> Prompt A:
In the concert review, roughly how many people filled the sold-out venue on the Tuesday evening?
> Prompt B:
Translate this sentence from the concert review into Spanish: "I'd like to go for a pint with Snuff."

> Reading text:
******
Words and photos by Adam Edwards

You know that bloke who works in your local CEX with a tempered mohawk and Dead Kennedys t-shirt - the one who looks at you with such scorn, you and everyone else like you who's had the temerity to hope for more than £2 for your trade-in on Assassin's Creed 2 (you meant no offence, it's still a good game and it was revolutionary in its day, like) - who seems perpetually in a mood and you wonder if he ever actually enjoys anything?

Well, if you're in the Manchester area then there's a good chance that NOFX at the HMV Ritz is one place where he goes to have a good time. A balmy Tuesday evening saw around 1500 modern punks pack in to the sold-out venue, with studded leather jackets and patched-up denim as far as the eye could see. I think there's still something quite aesthetically pleasing about a music scene that tends to have such a consistent dress code - though as the first plastic pint glass of 'warm beer' sailed suspiciously close to my head I realised for the first time that I was stood in a photo pit in front of 1500 mohawks whilst dressed almost obnoxiously indie. I hunkered out of sight.

Fortunately for me the crowd's attention soon turned to support band SNUFF. A quintessentially, gloriously English punk-rock band who've been around for decades and admirably fit about 16 songs into a 35-minute support slot. A terrifically English vibe runs through everything Snuff do - from a superb rendition of the famous Channel 4 cricket-theme "Soul Limbo" by Booker T & The MG's (rechristened to simply "Cricket" - and the Match of the Day theme has been known to pop-up in many-a live set), to liberally using the words 'arsehole' and 'bollocks' with no pretence whatsoever. They'd be a much better replacement for that bloody England band at Euro 2012, at least.



Each song is plowed through with a pace that gives the impression that the band thought "Milo Goes To College" was perhaps 10 minutes too long; 2 minutes of loud barre chords, 30 seconds of jokingly lamabasting each other for any cock-ups, rinse, repeat. Blasting through the set - the highlight being their great 2003 single and old P-Rock favourite "Chocs Away" - yet somehow finding time to playfully slag each other off over outfit choices (the keyboard player's jacket is adjudged to be "too fucking mod" by singer Duncan Redmonds), Snuff are a great live band in their own right and perform a top job of warming up this capacity crowd. I'd like to go for a pint with Snuff. They'd probably call me an arsehole and admonish my pointy shoes but that's neither here nor there - even after 25 years they remain one of the best examples of Anglo punk rock. It's not long to wait until the headlining act, and after a brief huddle and a vodka toast NOFX take the stage. The forefathers of modern Californian punk-rock have been around for nearly 30 years now but it'd take a brave man to call them completely mature. After a brief first song the band's bassist/vocalist/de-facto leader Fat Mike espies a girl on her mobile in the front row - it's duly passed to guitarist/trumpeter/resident-impressionist El Hefe who proceeds to cast doubt upon the moral fortitude of the girl to the person on the other end of the line (who we later find out is the girl's mum). Is it big and clever? Nope. But it's harmlessly entertaining and sets the tone for the rest of the gig.
******
> Extracted data:
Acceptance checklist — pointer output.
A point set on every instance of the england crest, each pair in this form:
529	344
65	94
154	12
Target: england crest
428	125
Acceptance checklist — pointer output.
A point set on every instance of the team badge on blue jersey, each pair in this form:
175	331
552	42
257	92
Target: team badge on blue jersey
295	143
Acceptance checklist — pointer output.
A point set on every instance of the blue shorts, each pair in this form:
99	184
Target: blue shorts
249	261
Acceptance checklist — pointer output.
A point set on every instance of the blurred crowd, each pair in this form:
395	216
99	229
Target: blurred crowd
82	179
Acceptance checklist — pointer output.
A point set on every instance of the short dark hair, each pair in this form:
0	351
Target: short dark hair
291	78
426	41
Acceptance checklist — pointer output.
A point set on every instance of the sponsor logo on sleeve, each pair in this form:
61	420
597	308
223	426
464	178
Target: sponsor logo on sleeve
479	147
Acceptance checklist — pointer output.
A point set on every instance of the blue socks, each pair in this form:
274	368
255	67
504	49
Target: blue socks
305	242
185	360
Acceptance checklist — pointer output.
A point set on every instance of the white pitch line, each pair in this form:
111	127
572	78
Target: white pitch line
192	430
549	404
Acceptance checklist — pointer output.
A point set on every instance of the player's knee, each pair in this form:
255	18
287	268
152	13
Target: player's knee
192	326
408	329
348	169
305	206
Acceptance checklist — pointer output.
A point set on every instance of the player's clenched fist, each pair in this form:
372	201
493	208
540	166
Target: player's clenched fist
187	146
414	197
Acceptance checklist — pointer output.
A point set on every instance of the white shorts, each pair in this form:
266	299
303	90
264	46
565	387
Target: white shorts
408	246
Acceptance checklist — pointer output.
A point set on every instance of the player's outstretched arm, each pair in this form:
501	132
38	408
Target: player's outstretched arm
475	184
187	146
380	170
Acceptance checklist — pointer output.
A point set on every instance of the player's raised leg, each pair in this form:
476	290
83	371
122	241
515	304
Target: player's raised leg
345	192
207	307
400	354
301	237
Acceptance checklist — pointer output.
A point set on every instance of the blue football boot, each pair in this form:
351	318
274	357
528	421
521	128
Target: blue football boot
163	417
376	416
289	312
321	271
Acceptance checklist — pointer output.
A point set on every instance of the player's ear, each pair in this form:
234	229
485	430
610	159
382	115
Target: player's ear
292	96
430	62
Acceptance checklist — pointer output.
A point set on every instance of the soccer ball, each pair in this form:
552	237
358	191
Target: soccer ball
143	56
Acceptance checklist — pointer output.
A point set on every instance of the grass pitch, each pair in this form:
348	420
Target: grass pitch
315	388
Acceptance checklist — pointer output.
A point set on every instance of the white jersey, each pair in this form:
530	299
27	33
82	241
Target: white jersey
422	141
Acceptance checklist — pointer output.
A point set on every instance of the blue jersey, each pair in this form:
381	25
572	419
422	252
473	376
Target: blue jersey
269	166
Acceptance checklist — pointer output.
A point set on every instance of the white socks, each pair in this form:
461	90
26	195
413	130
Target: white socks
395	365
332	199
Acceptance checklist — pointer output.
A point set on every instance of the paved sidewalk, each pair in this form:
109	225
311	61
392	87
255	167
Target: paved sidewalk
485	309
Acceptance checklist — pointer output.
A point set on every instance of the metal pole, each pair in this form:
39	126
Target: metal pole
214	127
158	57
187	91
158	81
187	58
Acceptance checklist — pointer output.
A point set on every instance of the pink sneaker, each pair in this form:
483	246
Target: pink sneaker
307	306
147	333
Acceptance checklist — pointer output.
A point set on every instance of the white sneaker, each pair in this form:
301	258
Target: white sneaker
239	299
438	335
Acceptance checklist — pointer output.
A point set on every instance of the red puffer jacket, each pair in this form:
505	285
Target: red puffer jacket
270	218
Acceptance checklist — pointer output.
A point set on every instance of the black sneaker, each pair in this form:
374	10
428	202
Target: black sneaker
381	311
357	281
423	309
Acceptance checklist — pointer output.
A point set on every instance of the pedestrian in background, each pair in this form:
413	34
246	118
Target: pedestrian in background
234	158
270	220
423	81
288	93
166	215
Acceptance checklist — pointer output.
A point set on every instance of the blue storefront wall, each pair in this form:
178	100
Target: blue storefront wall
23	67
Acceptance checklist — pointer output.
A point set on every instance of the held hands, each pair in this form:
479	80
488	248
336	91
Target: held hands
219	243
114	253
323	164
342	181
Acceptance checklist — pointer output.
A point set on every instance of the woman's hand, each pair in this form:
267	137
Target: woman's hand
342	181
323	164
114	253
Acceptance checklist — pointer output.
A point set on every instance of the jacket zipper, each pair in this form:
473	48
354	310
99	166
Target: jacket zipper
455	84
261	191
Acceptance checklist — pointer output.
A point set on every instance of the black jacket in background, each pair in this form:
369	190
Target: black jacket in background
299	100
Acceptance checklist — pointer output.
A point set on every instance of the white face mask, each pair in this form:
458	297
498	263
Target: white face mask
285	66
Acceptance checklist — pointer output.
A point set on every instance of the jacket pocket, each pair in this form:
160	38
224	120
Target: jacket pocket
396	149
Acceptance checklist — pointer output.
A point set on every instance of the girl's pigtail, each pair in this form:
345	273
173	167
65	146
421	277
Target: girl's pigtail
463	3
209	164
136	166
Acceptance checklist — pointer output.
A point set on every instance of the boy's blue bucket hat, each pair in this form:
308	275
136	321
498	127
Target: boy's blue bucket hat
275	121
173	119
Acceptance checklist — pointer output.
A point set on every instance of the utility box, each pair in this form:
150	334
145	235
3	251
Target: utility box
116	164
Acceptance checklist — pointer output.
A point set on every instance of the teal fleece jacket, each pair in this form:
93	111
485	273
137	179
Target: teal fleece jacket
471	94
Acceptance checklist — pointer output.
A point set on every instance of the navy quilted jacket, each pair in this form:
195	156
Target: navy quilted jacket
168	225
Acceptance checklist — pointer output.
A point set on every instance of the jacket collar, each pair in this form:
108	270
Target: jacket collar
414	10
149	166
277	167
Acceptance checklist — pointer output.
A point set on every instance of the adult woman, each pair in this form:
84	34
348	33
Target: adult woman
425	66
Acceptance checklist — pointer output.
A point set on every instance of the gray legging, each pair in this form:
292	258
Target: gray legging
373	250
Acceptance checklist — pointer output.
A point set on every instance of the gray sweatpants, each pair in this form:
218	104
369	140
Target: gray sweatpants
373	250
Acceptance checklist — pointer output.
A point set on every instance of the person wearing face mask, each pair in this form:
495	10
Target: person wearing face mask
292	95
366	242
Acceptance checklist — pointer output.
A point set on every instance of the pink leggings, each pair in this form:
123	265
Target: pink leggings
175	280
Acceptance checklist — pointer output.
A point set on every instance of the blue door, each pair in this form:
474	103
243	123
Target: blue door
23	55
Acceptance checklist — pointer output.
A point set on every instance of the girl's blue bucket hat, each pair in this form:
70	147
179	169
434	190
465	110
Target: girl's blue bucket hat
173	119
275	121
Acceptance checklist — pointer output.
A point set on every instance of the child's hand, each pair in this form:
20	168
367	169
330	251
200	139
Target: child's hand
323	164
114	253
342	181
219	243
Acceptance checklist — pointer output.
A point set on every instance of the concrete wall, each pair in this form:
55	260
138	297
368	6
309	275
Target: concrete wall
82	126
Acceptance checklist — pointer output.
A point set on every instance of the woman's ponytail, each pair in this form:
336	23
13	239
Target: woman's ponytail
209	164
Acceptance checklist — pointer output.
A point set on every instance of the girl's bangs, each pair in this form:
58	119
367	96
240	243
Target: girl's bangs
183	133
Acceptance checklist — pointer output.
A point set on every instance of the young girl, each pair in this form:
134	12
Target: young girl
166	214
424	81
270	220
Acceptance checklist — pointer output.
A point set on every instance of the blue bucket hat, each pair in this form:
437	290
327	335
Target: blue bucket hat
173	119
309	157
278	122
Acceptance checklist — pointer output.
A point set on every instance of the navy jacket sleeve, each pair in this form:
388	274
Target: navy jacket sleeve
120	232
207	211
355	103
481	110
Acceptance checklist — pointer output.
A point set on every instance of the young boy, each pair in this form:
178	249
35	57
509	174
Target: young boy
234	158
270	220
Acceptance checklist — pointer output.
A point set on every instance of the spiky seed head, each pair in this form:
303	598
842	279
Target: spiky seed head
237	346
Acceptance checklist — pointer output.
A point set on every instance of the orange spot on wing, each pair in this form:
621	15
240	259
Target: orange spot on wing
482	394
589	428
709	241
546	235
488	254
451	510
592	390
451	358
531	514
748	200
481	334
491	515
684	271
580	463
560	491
******
> Exercise answer A:
Around 1500 people.

> Exercise answer B:
Me gustaría ir a tomar una pinta con Snuff.